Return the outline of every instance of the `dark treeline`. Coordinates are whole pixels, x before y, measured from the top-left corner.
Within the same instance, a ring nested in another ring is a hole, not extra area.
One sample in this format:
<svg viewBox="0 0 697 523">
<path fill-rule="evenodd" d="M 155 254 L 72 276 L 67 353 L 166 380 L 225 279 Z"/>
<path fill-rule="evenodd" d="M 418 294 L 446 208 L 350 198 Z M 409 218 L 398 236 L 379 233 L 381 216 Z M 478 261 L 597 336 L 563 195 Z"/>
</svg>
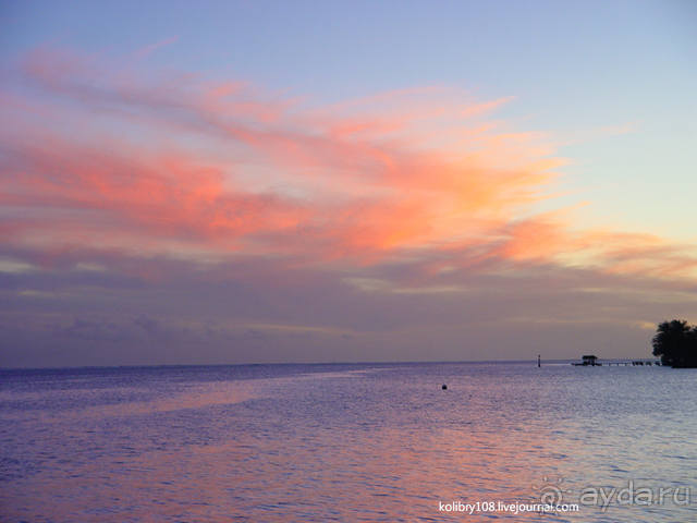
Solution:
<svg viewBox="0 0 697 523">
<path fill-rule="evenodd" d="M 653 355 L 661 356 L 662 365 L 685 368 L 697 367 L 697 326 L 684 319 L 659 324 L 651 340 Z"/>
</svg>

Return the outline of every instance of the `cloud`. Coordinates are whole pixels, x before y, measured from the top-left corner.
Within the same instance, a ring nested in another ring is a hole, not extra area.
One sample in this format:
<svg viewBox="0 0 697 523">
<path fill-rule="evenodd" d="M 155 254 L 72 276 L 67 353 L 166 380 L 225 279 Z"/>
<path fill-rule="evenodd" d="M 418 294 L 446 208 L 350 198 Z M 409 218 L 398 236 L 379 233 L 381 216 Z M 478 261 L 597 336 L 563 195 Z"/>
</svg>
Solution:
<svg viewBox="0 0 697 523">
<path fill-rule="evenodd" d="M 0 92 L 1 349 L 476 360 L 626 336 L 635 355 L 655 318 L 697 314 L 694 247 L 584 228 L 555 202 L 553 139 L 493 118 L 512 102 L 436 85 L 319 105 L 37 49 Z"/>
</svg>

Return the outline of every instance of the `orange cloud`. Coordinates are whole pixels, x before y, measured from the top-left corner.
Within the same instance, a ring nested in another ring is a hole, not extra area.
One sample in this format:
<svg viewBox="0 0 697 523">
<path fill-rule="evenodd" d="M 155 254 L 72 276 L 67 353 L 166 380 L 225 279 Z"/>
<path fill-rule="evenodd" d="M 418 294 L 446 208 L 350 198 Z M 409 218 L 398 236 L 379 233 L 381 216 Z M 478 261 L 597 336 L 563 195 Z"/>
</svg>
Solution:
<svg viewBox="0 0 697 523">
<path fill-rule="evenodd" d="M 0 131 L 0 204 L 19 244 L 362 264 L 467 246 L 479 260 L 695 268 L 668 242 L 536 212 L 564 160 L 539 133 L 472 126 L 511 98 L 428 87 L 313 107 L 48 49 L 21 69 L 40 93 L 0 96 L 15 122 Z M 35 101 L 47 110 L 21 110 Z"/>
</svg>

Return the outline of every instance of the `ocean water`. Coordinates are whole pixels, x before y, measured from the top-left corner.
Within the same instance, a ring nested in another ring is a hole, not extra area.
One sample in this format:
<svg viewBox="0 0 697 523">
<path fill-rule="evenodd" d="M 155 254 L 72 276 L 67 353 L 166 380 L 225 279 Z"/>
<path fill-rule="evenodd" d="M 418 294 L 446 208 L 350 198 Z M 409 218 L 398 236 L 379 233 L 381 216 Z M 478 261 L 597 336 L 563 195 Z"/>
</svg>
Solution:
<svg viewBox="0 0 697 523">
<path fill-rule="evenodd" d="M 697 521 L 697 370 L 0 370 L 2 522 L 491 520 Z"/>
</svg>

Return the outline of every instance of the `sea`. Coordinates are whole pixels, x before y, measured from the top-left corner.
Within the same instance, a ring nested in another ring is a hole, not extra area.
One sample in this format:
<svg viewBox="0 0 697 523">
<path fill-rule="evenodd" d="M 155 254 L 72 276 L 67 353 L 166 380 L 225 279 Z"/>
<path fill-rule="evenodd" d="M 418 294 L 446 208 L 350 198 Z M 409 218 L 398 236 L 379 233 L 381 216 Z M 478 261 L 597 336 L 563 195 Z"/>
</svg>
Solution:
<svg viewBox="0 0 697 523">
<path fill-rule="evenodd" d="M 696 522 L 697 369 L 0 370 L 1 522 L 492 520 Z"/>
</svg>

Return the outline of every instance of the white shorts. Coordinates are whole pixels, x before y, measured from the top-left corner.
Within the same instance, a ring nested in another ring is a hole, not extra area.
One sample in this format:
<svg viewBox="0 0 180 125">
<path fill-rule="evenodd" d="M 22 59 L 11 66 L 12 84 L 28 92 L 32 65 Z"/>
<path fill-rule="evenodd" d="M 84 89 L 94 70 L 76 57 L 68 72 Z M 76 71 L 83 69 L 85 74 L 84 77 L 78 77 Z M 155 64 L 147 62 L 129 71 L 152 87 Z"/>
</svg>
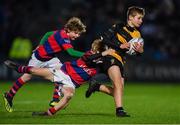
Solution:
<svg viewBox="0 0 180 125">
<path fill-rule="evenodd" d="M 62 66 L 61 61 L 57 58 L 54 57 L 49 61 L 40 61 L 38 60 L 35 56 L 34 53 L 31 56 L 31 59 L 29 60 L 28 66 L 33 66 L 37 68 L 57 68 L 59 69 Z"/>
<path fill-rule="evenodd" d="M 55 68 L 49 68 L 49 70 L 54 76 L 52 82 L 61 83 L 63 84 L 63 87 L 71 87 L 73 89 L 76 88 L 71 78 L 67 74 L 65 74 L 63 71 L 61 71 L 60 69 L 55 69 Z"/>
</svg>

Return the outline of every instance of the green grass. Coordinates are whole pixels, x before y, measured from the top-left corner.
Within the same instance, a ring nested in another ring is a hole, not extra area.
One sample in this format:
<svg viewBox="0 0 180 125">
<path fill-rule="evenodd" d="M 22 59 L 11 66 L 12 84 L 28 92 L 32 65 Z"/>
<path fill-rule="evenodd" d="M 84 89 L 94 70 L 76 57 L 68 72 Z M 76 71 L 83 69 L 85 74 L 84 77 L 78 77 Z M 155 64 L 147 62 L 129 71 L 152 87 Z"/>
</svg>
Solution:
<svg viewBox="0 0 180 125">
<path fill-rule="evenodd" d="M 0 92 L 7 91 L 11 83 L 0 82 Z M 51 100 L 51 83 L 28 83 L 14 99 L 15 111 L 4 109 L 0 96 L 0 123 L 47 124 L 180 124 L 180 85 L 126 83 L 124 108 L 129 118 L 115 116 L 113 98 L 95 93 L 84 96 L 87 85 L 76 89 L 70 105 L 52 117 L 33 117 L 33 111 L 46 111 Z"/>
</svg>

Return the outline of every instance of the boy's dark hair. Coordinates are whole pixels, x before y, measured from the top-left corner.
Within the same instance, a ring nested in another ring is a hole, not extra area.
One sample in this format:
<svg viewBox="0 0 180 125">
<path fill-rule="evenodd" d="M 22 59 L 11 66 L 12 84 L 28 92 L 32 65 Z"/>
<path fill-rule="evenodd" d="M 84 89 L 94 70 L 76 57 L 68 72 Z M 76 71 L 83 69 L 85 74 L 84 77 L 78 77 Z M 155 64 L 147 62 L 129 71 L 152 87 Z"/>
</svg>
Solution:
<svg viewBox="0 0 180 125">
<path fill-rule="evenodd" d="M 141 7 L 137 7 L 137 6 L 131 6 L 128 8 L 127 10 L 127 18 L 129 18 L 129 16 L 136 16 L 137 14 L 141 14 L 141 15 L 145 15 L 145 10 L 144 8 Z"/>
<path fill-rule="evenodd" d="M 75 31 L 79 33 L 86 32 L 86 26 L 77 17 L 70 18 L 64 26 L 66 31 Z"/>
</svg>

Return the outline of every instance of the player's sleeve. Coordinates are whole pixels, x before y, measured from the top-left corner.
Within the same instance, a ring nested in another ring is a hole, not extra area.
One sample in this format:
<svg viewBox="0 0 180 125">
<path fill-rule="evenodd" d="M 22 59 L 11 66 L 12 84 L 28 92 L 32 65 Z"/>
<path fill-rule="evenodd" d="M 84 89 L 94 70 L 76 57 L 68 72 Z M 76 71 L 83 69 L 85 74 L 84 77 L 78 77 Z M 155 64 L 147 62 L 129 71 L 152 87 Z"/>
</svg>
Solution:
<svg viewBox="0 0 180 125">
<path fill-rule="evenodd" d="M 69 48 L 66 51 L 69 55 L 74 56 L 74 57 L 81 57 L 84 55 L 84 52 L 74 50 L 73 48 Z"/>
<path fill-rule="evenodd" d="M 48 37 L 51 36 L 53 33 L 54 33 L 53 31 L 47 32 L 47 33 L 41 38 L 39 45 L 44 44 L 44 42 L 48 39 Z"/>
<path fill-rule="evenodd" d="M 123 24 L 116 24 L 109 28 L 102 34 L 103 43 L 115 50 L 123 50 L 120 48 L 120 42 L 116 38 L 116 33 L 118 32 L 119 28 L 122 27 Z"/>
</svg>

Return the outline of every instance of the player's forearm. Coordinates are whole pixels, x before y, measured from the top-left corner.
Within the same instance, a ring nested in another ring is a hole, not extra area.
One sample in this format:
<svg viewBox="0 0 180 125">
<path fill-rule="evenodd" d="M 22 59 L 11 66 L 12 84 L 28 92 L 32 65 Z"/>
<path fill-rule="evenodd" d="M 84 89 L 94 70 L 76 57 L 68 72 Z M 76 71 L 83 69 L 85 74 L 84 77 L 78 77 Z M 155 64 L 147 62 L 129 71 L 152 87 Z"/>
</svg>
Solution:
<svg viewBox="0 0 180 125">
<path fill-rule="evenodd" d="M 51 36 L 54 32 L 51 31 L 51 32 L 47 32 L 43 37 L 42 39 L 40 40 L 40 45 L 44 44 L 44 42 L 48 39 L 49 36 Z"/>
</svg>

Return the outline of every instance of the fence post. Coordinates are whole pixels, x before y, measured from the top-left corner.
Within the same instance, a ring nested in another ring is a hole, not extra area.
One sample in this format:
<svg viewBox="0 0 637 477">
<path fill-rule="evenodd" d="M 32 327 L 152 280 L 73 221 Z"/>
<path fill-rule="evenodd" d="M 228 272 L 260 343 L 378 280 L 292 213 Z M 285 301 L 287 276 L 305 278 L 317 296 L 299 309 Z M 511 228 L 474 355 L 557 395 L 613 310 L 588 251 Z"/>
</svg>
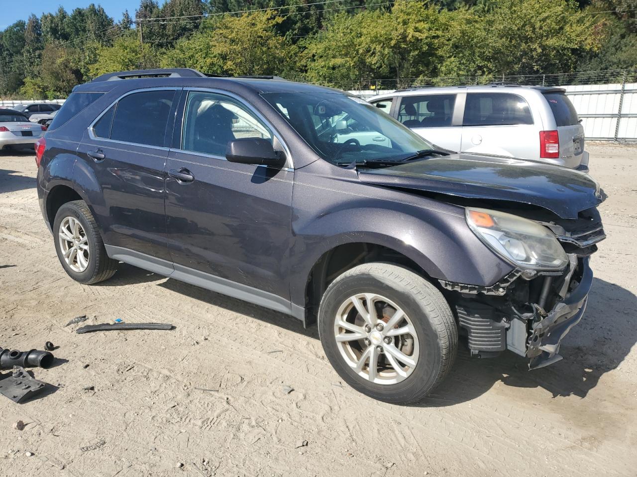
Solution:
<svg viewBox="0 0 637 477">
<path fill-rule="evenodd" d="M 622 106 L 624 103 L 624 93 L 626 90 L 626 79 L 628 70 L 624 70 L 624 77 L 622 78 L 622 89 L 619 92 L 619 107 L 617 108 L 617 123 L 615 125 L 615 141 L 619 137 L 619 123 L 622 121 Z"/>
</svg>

________

Can you rewrite the lines from the line with "Return the outline of every instance of the fence" to the line with "32 327 L 152", swapping "fence post" for "gate post" and keeping everything else the same?

Return the outline of every instance of the gate post. Coordinates are whole pixels, x before y, measured from the top-left corner.
Within the same instance, a ring nested in another ring is a hole, not extra area.
One sample in this format:
<svg viewBox="0 0 637 477">
<path fill-rule="evenodd" d="M 32 327 L 152 280 L 73 221 Z"/>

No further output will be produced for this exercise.